# Your goal
Apart from the pictures, the listing is to be returned exactly.

# Material for the task

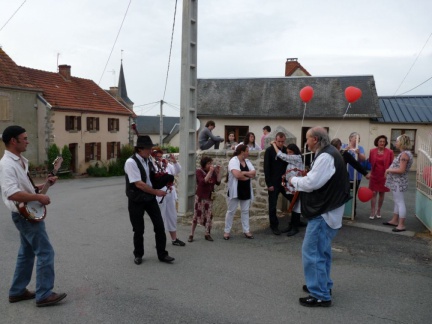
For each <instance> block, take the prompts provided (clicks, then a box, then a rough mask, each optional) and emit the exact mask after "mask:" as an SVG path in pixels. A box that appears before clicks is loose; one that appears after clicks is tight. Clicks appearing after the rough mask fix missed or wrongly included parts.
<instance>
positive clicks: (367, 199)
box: [357, 187, 373, 202]
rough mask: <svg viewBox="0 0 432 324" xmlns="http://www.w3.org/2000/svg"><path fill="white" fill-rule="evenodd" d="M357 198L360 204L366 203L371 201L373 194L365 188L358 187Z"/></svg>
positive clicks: (366, 187) (372, 193)
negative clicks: (359, 200) (357, 197)
mask: <svg viewBox="0 0 432 324" xmlns="http://www.w3.org/2000/svg"><path fill="white" fill-rule="evenodd" d="M357 196H358V197H359V199H360V201H361V202H368V201H369V200H371V199H372V196H373V192H372V190H370V189H369V188H367V187H360V188H359V190H358V192H357Z"/></svg>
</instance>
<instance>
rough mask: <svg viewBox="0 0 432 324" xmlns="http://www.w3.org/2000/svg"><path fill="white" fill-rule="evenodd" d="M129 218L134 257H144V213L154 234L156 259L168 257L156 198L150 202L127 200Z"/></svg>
mask: <svg viewBox="0 0 432 324" xmlns="http://www.w3.org/2000/svg"><path fill="white" fill-rule="evenodd" d="M128 210H129V218H130V221H131V224H132V229H133V232H134V236H133V241H134V252H133V253H134V255H135V257H142V256H143V255H144V227H145V226H144V213H145V212H147V214H148V215H149V217H150V219H151V221H152V223H153V230H154V232H155V240H156V251H157V254H158V258H159V259H162V258H164V257H165V256H167V255H168V252H167V251H166V250H165V248H166V234H165V227H164V224H163V219H162V215H161V212H160V209H159V206H158V202H157V200H156V198H153V199H152V200H151V201H150V202H145V203H136V202H133V201H131V200H130V199H128Z"/></svg>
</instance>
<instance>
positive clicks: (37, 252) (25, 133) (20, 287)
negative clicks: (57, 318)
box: [0, 126, 66, 307]
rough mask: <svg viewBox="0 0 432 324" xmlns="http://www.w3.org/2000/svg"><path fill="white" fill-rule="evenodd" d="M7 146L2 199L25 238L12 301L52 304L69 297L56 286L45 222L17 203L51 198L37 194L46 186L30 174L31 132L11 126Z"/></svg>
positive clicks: (22, 202)
mask: <svg viewBox="0 0 432 324" xmlns="http://www.w3.org/2000/svg"><path fill="white" fill-rule="evenodd" d="M2 140H3V142H4V143H5V145H6V150H5V153H4V155H3V158H2V159H1V160H0V184H1V191H2V198H3V201H4V203H5V204H6V206H7V207H8V208H9V209H10V210H11V212H12V220H13V222H14V223H15V226H16V227H17V229H18V231H19V233H20V239H21V247H20V249H19V252H18V257H17V263H16V268H15V274H14V277H13V280H12V286H11V288H10V290H9V302H11V303H15V302H19V301H23V300H28V299H33V298H36V306H37V307H43V306H50V305H54V304H56V303H58V302H59V301H61V300H62V299H64V298H65V297H66V294H65V293H60V294H57V293H55V292H53V291H52V289H53V287H54V250H53V247H52V246H51V243H50V241H49V238H48V234H47V232H46V230H45V222H44V221H43V219H42V220H39V221H34V222H32V221H29V220H27V219H25V218H24V217H23V216H22V215H21V214H20V213H19V212H18V209H17V206H16V204H17V203H28V202H32V201H38V202H39V203H40V204H42V205H44V206H45V205H48V204H50V198H49V197H48V196H47V195H44V194H38V193H36V192H37V191H38V190H40V189H42V187H43V185H40V186H36V187H35V186H34V185H33V183H32V181H31V179H30V178H29V176H28V160H27V159H26V158H25V157H24V156H22V155H21V153H23V152H25V151H26V149H27V145H28V144H29V142H28V138H27V133H26V130H25V129H24V128H22V127H21V126H9V127H7V128H6V129H5V130H4V131H3V134H2ZM56 179H57V178H56V177H48V179H47V181H48V182H49V183H50V184H51V185H53V184H54V183H55V181H56ZM35 257H36V258H37V259H38V260H37V263H36V292H33V291H29V290H28V289H27V285H28V284H29V283H30V280H31V277H32V272H33V266H34V261H35Z"/></svg>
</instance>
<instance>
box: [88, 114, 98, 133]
mask: <svg viewBox="0 0 432 324" xmlns="http://www.w3.org/2000/svg"><path fill="white" fill-rule="evenodd" d="M87 130H88V131H89V132H97V131H98V130H99V117H87Z"/></svg>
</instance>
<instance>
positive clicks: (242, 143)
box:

# The completed task
For each <instance> block, take the prompts provided (clicks, then a box, then a rough mask, each optional) and emit the exact mask after "mask:" as an SVG path in pixels. A box that appears before clicks is loose; one that appears after clicks is tight. Clicks appearing after the rough mask fix missed or wrongly included parts.
<instance>
positive clicks: (367, 199)
box: [357, 187, 373, 202]
rough mask: <svg viewBox="0 0 432 324" xmlns="http://www.w3.org/2000/svg"><path fill="white" fill-rule="evenodd" d="M357 198L360 204L366 203L371 201L373 194L365 188L358 187Z"/></svg>
positive clicks: (366, 187) (372, 193)
negative clicks: (359, 200) (357, 197)
mask: <svg viewBox="0 0 432 324" xmlns="http://www.w3.org/2000/svg"><path fill="white" fill-rule="evenodd" d="M357 196H358V197H359V199H360V201H361V202H368V201H369V200H371V199H372V196H373V192H372V190H370V189H369V188H367V187H360V188H359V190H358V192H357Z"/></svg>
</instance>
<instance>
rough mask: <svg viewBox="0 0 432 324" xmlns="http://www.w3.org/2000/svg"><path fill="white" fill-rule="evenodd" d="M129 218L134 257H144V213L154 234L156 259L168 257L156 198L150 202L127 200Z"/></svg>
mask: <svg viewBox="0 0 432 324" xmlns="http://www.w3.org/2000/svg"><path fill="white" fill-rule="evenodd" d="M128 210H129V218H130V221H131V224H132V229H133V232H134V236H133V241H134V252H133V253H134V255H135V257H142V256H143V255H144V227H145V226H144V213H145V212H147V214H148V215H149V217H150V219H151V221H152V223H153V230H154V232H155V240H156V251H157V254H158V258H159V259H162V258H164V257H165V256H167V255H168V252H167V251H166V250H165V248H166V234H165V227H164V224H163V219H162V215H161V212H160V209H159V206H158V202H157V200H156V198H153V199H152V200H151V201H150V202H145V203H136V202H133V201H131V200H130V199H128Z"/></svg>
</instance>
<instance>
positive clicks: (37, 252) (25, 133) (20, 287)
negative clicks: (57, 318)
box: [0, 126, 66, 307]
rough mask: <svg viewBox="0 0 432 324" xmlns="http://www.w3.org/2000/svg"><path fill="white" fill-rule="evenodd" d="M7 146L2 199L25 238L12 301L52 304L69 297L56 286L45 222L17 203L51 198L37 194L46 186L30 174L31 132L11 126Z"/></svg>
positive clicks: (22, 202)
mask: <svg viewBox="0 0 432 324" xmlns="http://www.w3.org/2000/svg"><path fill="white" fill-rule="evenodd" d="M2 140H3V142H4V143H5V145H6V150H5V153H4V155H3V158H2V159H1V160H0V184H1V191H2V198H3V201H4V203H5V204H6V206H7V207H8V208H9V209H10V210H11V212H12V220H13V222H14V223H15V226H16V227H17V229H18V231H19V233H20V239H21V247H20V249H19V252H18V257H17V263H16V268H15V274H14V277H13V280H12V286H11V288H10V290H9V302H11V303H15V302H19V301H23V300H28V299H33V298H36V306H37V307H43V306H50V305H54V304H56V303H58V302H59V301H61V300H62V299H64V298H65V297H66V294H65V293H60V294H57V293H55V292H53V291H52V289H53V287H54V250H53V247H52V246H51V243H50V241H49V238H48V234H47V232H46V230H45V222H44V221H43V219H42V220H39V221H34V222H32V221H29V220H27V219H25V218H24V217H23V216H22V215H21V214H20V213H19V212H18V209H17V206H16V204H17V203H28V202H32V201H38V202H39V203H40V204H42V205H44V206H45V205H48V204H50V198H49V197H48V196H47V195H44V194H38V193H36V192H37V191H38V190H40V189H42V187H43V185H40V186H36V187H35V186H34V185H33V183H32V181H31V179H30V178H29V176H28V160H27V159H26V158H25V157H24V156H22V155H21V153H23V152H25V151H26V149H27V145H28V144H29V142H28V138H27V133H26V130H25V129H24V128H22V127H21V126H9V127H7V128H6V129H5V130H4V131H3V134H2ZM56 179H57V178H56V177H48V179H47V181H48V182H49V183H50V184H51V185H53V184H54V183H55V181H56ZM35 257H36V258H37V259H38V260H37V263H36V292H33V291H29V290H28V289H27V285H28V284H29V283H30V280H31V277H32V272H33V266H34V261H35Z"/></svg>
</instance>
<instance>
box: [88, 114, 98, 133]
mask: <svg viewBox="0 0 432 324" xmlns="http://www.w3.org/2000/svg"><path fill="white" fill-rule="evenodd" d="M87 130H88V131H89V132H97V131H98V130H99V117H87Z"/></svg>
</instance>
<instance>
positive clicks: (242, 143)
box:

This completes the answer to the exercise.